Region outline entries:

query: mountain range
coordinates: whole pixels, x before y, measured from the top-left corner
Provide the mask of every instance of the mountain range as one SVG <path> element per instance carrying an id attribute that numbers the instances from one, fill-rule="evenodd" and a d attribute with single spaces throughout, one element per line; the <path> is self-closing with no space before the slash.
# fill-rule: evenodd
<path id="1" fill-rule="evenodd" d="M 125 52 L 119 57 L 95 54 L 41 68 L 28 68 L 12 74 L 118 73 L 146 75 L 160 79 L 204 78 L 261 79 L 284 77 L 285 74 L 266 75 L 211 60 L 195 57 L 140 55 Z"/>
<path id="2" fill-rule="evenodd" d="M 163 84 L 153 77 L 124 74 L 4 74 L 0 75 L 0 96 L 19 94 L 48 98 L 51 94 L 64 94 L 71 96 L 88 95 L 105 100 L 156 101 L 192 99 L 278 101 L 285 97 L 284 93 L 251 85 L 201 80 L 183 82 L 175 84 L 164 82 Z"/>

Stated goal ▸ Please copy every one of the records above word for word, keeping each line unchanged.

Final result ▸
query: mountain range
coordinates: whole pixels, x before y, measured from the top-left corner
Provide the mask of every instance of the mountain range as one SVG <path> element per instance carrying an id attribute that numbers the instances from one, fill-rule="evenodd" and a d attribute with single spaces throughout, one element per line; the <path> is self-closing with no space before the slash.
# fill-rule: evenodd
<path id="1" fill-rule="evenodd" d="M 125 52 L 119 57 L 95 54 L 41 68 L 28 68 L 12 74 L 118 73 L 146 75 L 160 79 L 204 78 L 261 79 L 284 77 L 285 74 L 266 75 L 211 60 L 195 57 L 140 55 Z"/>
<path id="2" fill-rule="evenodd" d="M 163 84 L 153 77 L 124 74 L 4 74 L 0 75 L 0 96 L 19 94 L 48 98 L 51 94 L 64 94 L 71 96 L 88 95 L 105 100 L 156 101 L 192 99 L 278 101 L 285 97 L 284 93 L 251 85 L 201 80 L 183 82 L 175 84 L 164 82 Z"/>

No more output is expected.